YOUR GOAL:
Revise the stretch of material from the line containing "Target: glass door panel" through the end of the material, replacing "column" with "pillar" and keeping everything else the same.

[Entries from a point annotation set]
::::::::::
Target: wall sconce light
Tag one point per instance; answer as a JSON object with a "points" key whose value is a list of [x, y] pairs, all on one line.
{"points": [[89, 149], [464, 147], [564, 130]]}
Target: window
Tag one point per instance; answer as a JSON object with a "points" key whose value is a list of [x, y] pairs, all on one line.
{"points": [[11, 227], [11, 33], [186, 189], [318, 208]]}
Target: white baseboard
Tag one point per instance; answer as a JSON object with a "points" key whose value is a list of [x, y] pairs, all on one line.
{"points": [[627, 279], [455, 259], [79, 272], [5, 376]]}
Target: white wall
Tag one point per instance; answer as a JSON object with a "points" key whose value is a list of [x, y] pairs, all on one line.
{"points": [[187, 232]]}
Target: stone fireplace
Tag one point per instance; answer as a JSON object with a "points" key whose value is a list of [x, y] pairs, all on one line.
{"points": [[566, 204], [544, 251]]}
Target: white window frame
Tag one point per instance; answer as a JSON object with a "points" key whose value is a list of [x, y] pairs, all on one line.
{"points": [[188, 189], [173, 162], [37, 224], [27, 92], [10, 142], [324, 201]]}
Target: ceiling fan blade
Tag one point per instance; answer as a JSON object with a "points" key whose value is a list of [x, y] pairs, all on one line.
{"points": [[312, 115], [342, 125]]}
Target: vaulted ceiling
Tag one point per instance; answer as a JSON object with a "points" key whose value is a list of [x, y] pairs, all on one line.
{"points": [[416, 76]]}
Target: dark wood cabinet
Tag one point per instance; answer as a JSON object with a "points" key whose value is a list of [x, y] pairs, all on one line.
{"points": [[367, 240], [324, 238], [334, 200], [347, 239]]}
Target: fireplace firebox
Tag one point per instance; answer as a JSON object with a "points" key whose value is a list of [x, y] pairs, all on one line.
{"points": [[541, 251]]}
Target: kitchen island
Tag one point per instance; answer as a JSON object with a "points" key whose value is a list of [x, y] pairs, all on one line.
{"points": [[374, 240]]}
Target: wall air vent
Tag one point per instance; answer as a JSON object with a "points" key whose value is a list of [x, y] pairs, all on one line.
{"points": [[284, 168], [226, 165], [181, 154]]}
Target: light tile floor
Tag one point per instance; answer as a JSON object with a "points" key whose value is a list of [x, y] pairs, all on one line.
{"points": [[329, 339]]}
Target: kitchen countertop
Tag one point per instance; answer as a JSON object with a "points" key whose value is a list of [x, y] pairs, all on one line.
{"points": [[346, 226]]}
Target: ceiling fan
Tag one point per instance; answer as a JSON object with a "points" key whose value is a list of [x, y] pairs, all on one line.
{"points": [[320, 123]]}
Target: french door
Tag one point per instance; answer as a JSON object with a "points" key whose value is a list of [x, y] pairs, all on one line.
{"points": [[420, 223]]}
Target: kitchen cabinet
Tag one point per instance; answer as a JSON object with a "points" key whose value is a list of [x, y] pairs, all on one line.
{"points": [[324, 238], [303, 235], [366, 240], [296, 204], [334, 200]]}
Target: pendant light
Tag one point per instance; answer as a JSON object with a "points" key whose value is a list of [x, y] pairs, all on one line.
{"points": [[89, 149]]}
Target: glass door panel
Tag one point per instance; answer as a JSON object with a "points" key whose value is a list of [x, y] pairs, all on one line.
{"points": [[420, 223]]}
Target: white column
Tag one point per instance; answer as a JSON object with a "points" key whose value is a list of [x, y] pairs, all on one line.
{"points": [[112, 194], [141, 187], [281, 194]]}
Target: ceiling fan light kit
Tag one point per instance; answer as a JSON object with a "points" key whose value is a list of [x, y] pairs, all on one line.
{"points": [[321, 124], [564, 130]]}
::::::::::
EXERCISE ANSWER:
Target: glass door panel
Tag one point per instance; answer as a JSON object with a "points" key whose value is a list of [x, y] pairs, all on one line.
{"points": [[420, 223]]}
Target: white pillar
Tag one point per instance; answer as a JSON object with a "points" key whose value is a list of [x, y] pairs, all on one line.
{"points": [[112, 194], [141, 187], [281, 194]]}
Target: ceiling fan light kit
Tag one point per instance; answer as a JSON object with a "points" key whose value is a list of [x, y] pairs, all on one line.
{"points": [[321, 124], [564, 130]]}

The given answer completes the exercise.